■ **Requirement**
Count the lines of the records that contain the word "blue". Give only the number.

[START OF Material provided]

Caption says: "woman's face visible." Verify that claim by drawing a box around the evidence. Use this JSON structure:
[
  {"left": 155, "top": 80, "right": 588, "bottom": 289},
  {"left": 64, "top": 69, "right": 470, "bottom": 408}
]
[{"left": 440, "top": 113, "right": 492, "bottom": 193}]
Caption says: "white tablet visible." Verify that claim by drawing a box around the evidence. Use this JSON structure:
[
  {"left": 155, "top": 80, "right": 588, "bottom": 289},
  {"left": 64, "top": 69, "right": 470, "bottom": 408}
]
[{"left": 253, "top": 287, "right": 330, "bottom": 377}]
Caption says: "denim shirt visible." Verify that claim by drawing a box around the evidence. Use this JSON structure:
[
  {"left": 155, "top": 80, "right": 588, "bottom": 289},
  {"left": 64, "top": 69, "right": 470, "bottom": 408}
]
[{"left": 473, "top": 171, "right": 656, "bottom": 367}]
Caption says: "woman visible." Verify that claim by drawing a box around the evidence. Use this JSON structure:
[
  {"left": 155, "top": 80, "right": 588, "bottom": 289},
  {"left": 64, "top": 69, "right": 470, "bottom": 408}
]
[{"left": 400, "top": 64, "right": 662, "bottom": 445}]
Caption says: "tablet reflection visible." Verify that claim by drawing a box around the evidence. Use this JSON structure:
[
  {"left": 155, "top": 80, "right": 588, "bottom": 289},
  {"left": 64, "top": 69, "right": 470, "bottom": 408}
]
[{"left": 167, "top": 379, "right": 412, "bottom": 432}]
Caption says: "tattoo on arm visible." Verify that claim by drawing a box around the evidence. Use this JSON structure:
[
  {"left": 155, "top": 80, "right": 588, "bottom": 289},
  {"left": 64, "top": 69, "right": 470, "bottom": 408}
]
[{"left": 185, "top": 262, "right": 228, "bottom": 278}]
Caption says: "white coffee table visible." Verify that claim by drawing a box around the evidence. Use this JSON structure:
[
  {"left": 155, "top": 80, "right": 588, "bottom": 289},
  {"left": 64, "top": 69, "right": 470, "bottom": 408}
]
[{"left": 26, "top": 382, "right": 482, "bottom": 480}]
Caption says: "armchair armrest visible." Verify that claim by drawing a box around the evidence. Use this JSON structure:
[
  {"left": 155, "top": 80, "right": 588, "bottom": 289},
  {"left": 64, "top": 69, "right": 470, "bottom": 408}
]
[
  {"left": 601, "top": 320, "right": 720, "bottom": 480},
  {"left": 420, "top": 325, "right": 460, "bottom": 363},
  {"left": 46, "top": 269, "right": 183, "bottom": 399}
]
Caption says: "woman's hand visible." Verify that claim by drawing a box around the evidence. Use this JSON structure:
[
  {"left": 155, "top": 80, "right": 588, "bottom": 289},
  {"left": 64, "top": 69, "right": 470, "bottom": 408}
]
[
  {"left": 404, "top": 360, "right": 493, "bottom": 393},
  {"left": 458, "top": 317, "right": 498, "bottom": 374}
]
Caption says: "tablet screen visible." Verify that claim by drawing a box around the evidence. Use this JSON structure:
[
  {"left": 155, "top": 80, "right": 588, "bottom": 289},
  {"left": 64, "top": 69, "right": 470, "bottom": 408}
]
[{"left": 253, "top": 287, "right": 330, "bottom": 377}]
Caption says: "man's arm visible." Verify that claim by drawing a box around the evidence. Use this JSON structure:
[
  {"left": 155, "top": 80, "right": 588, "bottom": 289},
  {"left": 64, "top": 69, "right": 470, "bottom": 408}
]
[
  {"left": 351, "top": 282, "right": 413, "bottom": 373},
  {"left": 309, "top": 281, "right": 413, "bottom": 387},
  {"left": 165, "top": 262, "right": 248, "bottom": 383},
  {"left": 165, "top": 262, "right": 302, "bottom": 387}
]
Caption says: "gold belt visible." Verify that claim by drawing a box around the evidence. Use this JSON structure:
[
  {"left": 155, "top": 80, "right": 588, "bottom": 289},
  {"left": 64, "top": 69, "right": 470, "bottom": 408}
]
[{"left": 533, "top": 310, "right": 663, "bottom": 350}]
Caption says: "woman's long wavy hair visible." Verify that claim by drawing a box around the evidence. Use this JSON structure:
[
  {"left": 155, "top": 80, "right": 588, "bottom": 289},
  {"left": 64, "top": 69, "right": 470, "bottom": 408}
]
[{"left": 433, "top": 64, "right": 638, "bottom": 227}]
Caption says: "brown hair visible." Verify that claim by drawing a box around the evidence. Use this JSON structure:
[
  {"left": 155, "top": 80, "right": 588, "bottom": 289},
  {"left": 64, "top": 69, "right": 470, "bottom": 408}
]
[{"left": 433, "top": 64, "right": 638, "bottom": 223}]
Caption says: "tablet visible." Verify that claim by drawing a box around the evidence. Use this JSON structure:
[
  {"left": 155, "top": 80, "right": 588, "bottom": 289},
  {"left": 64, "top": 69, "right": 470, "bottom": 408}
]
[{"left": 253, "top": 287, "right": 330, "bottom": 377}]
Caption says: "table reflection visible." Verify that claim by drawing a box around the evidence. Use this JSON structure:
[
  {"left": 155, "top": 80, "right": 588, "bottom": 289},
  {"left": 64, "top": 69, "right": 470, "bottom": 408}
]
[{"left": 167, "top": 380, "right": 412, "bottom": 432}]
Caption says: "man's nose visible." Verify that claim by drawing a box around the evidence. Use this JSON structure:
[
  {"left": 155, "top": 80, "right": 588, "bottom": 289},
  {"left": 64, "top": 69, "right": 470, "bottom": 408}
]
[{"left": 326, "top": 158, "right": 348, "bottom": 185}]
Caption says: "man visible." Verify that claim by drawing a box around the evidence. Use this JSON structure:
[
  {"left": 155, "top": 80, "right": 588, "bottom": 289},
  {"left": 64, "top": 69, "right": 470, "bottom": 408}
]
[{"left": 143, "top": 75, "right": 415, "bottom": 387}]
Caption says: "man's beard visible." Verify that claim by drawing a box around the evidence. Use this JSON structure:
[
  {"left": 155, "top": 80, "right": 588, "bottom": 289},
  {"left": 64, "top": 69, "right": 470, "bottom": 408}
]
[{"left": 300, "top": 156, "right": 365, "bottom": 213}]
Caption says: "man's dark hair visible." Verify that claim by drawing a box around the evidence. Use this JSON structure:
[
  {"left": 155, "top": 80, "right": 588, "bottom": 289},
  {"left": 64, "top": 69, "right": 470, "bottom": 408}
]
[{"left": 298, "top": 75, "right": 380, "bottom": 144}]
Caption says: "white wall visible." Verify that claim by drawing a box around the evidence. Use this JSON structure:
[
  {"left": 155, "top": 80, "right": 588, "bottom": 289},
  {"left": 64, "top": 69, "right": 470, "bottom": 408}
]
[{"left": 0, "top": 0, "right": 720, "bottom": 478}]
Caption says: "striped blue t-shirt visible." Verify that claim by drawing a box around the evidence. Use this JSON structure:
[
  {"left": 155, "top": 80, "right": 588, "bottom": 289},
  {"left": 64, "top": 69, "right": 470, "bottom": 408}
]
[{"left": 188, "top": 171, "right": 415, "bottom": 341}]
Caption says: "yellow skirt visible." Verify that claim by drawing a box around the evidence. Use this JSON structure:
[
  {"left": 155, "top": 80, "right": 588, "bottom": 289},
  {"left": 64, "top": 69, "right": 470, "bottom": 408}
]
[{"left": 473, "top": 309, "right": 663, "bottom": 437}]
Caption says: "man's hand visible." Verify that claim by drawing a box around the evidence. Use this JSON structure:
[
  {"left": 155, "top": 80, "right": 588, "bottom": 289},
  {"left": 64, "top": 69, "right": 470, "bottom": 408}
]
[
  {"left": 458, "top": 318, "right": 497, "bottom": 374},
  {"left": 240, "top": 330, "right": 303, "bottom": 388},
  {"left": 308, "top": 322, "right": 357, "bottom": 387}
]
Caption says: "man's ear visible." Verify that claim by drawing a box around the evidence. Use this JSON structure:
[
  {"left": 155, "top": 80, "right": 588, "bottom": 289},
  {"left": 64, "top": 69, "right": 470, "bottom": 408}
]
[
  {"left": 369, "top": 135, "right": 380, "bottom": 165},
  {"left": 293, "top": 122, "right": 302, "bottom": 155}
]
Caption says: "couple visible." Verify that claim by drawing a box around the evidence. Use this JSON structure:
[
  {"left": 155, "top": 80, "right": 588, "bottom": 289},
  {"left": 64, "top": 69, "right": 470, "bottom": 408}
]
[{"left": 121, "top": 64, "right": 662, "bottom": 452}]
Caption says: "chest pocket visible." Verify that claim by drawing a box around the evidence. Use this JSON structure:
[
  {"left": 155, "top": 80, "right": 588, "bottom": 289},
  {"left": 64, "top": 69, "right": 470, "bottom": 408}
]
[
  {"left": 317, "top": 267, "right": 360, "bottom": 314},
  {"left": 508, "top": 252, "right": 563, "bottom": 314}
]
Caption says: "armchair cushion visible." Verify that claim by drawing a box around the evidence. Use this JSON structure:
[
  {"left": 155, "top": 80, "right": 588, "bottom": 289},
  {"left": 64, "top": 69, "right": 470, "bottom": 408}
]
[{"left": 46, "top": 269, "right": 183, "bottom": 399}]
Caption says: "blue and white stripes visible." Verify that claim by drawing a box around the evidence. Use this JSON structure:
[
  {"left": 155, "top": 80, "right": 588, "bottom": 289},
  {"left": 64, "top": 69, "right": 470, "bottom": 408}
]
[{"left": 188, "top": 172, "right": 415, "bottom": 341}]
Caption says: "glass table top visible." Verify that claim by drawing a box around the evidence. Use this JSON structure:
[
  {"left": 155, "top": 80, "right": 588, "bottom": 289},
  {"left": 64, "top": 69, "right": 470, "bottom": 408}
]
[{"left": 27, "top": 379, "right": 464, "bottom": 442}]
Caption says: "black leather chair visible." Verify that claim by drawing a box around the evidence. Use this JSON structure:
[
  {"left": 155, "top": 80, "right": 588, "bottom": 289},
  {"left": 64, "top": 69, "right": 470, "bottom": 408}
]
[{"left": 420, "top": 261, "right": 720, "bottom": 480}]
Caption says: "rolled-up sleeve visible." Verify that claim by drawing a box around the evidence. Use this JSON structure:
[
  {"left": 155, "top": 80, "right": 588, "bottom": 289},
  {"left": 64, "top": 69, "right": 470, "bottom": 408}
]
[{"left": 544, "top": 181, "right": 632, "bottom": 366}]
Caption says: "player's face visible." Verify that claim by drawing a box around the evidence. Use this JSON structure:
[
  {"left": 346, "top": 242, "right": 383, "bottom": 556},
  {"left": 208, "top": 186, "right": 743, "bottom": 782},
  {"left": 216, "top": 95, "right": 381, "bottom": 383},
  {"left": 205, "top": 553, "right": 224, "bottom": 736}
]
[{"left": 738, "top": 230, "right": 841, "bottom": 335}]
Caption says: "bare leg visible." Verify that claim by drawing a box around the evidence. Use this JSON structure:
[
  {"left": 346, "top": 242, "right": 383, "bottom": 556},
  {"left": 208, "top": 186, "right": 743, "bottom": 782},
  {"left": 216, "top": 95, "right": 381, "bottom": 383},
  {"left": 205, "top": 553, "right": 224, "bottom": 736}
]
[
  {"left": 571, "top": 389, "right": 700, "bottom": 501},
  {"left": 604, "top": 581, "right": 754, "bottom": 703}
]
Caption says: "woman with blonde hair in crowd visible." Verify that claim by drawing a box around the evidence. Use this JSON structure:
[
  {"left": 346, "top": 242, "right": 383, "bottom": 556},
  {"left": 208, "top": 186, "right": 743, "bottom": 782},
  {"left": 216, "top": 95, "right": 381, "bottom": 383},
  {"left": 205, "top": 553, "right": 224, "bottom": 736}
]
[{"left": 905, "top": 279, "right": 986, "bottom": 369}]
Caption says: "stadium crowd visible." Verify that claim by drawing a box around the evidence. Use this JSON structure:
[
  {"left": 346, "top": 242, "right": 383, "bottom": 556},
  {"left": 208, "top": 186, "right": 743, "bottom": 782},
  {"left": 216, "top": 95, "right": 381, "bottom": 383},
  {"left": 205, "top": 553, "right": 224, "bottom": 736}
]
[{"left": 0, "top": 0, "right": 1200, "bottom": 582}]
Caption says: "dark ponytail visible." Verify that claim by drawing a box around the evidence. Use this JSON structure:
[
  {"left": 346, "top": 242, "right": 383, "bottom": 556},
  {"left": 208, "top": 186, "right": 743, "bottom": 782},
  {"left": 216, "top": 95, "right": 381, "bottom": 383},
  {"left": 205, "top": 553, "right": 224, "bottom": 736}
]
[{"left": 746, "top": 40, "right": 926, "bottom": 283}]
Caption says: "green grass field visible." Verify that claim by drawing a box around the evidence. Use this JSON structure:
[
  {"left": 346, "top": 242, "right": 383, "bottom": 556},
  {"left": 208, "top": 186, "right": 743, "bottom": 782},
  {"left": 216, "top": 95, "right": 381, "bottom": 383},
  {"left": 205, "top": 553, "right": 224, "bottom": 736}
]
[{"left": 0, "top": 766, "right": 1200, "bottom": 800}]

[END OF Material provided]

■ **Problem solution**
2